*Exercise aim*.
Can you pick up the car article below, on the Autozam AZ-1 and the BMW Z1, and keep writing from its last sentence?

*Source text*.
---*---

For decades before this, Japan had been producing a sub-class of car for domestic consumption designed specifically to maximize space on roads and available fuel supplies. The Kei cars had always been about efficiency above all, but they were about to take the same turn for performance as the rest of the Japanese industry. From Honda, Suzuki, and finally Mazda would emerge three tiny sports cars, unified by dimensions and displacement, but astonishingly different in character.
It’s the Mazda that we’re here to discuss. Honda’s Beat and Suzuki’s Cappuccino have their adherents, but the Autozam AZ-1, to give its proper name, was and remains a darling of the JDM crowd, and for good reason. This tiny, mid-engine, gull-wing coupe is nothing less than the babiest of baby supercars. Fifteen inches shorter and an inch narrower than a Lotus Elan, it manages to be only c. eighty pounds heavier than Chapman’s gold standard lightweight, despite being made of steel instead of fiberglass. Sitting on a wheelbase four inches longer than the Lotus, this is a tiny, light car, with all its major masses between the wheels: A good start. Power came from a 657cc triple with twin-cams, and four valves for each cylinder, sourced from Suzuki. A turbo was attached, one suspects to puff up the mid-range as power was legally limited to 63bhp backed by an identical torque figure. I remember reading (I think in Sport Compact Car) that power could be doubled with bolt-on parts in-period.
The Owner of this car picked it up in Japan near Miyazaki, and drove the car in country for a time, having a real adventure. Along with a six-speed conversion with a LSD, they have fitted wheels from a Mitsubishi Evo III. This may go some way toward curing the car’s oft-criticized handling. The steering is incredibly sharp, and the front end carries only about 45% of the car’s weight, so it turns very immediately. Measure your inputs and stay within the limit and it’s secure. Overstep things, or fling it a little harder, and once the weight at the back starts to move, it can be a handful to get back in line. JGTC driver Manabu Orido took an example down Hot Version’s Touge course once, and complained he felt he was about to crash the whole time.
In the real world, such things barely matter with a car like this. The owner reckons it’s “Definitely a keeper!” and well, you can see why. It’s just…neat. It is wonderfully Japanese, managing to perfectly straddle the line between a Macross Valkyrie and a Pokemon. More seriously, it manages something almost no really small mid-engine car does. It has good proportions. The glasshouse doesn’t sit awkwardly atop the body, it fits perfectly. Even a DeTomaso Vallelunga doesn’t quite manage that trick.
People have begun bringing these into the US in relative droves. Fun, cheap, and a guarantee of Cars & Coffee stardom, they’ll never be common anywhere, as Mazda only tuned out 4200 of them.
No wonder everyone seems to want one.
Photo by Owner, Vic
Alex Choi (pictured) was not familiar with the AZ-1 upon spotting!
1990 BMW Z1 •
Getting In-N-Out
Owner Mo shows the entry process
Pretty, isn’t it? Such a wonderful, flowing little wedge. It’s a shame more people don’t take pictures of the BMW Z1 with the doors closed. There’s a lovely, fluid aspect to how the front fender connects to the door top, creating a wave-trough-wave effect linking the two ends of the car. The disappearing top with its ridged cover ensures there’s no unsightly interruption of the profile.

---*---

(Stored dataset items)
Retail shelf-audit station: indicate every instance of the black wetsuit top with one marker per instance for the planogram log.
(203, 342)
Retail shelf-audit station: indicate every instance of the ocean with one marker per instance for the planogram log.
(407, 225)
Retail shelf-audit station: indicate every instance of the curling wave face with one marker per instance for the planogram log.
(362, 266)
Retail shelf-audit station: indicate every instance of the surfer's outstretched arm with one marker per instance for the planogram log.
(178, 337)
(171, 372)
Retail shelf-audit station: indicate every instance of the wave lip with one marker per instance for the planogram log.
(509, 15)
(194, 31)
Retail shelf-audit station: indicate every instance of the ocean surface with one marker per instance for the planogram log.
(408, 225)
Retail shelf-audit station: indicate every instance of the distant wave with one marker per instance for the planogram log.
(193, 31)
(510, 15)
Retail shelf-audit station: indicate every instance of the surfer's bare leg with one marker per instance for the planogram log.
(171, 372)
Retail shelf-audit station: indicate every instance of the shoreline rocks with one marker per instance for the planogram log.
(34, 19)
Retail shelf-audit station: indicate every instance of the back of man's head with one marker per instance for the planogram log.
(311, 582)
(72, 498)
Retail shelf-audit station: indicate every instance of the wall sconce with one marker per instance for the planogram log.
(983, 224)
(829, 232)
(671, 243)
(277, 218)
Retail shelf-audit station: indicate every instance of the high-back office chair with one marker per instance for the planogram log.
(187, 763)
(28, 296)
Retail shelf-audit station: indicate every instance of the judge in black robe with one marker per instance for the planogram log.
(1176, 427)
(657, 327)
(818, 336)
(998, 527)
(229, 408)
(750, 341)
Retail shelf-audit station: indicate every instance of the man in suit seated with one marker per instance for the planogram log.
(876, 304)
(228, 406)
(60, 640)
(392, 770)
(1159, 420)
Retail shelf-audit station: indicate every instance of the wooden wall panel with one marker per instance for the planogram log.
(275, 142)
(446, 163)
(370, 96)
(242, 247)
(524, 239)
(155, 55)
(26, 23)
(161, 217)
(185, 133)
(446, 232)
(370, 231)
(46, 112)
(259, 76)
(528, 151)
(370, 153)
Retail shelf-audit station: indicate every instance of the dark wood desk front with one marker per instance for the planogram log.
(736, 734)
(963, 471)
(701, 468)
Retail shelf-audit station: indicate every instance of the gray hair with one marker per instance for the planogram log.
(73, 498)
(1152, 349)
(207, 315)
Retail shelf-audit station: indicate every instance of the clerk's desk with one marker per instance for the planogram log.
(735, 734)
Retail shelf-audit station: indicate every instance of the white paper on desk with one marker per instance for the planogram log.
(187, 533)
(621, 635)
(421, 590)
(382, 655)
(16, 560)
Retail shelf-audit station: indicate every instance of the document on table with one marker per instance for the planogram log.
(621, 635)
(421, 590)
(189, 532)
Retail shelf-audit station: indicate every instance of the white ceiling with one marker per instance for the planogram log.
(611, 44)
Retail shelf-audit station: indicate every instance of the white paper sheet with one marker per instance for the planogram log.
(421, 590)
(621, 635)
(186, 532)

---*---

*The response*.
It’s understandable though; designer Harm Lagaay made sure the doors themselves would always be the car’s main talking point. A German engineered hook-shot (or hockey stick, perhaps) to the forward sliding, hidden contraptions on the Kaiser Darrin of 1954, these are electric in operation, and actually tilt slightly under the chassis when dropped into the open position; the sills famously offering impact protection even with the doors open. Practical? Not exactly, though I guess there’s something to leaving them open when hopping in and out around Montecarlo or Nice. Lightweight? Hardly. What they did was give BMW’s first roadster in over thirty years instant personality and avant-garde appeal.
It’s an appeal none of the Z1’s successors, from the oversold and under-loved Z3, to the gorgeous, undersold Z8, to the seemingly endless succession of Z4s (With the arguable exception of the current car) has matched. All of those cars have been in some way or other retro pastiche; BMW finding its way forward by looking back to their own 1956 stylistic triumph, the 507. The Z1, whether you love it or not, was at least a car with its eyes fixed firmly on the future. I didn't know until I started reading up for this piece, but the Z in the name stands for “Zukunft” which translates to Future. Ironically this is the only Z car BMW ever built that seems particularly bothered with the notion. Its rising wedge shape, flowing contours, and extremely long hood/short tail proportions owning little to anything in BMW’s back catalogue.
The theme continues beyond the styling. Z1’s construction is similar to that of Pontiac’s unloved innovator, the Fiero; the plastic panels are unstressed, and simply bolted to the rolling chassis. The floor is flat in the interest of aerodynamics. The rear suspension uses BMW’s “Z-Axle” multilink design.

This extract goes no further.